Data items
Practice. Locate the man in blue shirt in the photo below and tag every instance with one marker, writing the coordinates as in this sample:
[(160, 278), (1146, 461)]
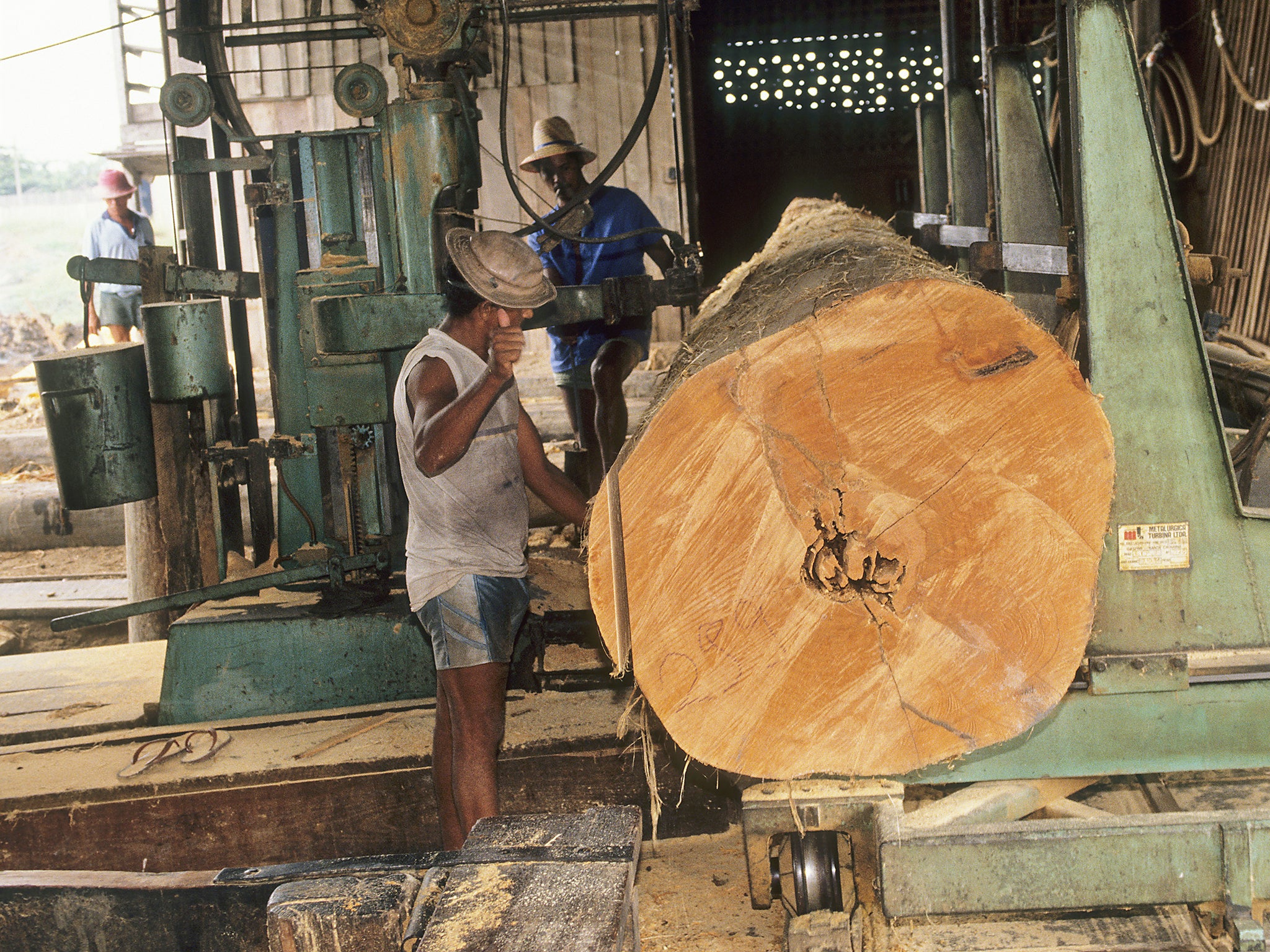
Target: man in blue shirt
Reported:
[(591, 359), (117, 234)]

---

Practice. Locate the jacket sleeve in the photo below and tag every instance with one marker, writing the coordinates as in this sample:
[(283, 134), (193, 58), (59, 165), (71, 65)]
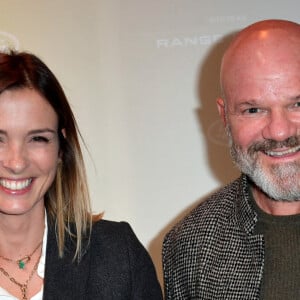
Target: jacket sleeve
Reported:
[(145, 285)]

To be done: Rewrite the items from the line with "Practice. Locate the man" up to and including the line with "[(591, 359), (117, 234)]", requests included, leaving out the pictures. Multiply every coordinate in the answers (but not the coordinates in the requests or their samples) by 1.55 and round to whole numbers, with halves rounded up.

Solution below:
Practice. Locate the man in blue shirt in the photo below and tag every instance with one marker, writing the coordinates as in this sample:
[(160, 278), (1146, 461)]
Target: man in blue shirt
Reported:
[(916, 556), (181, 363)]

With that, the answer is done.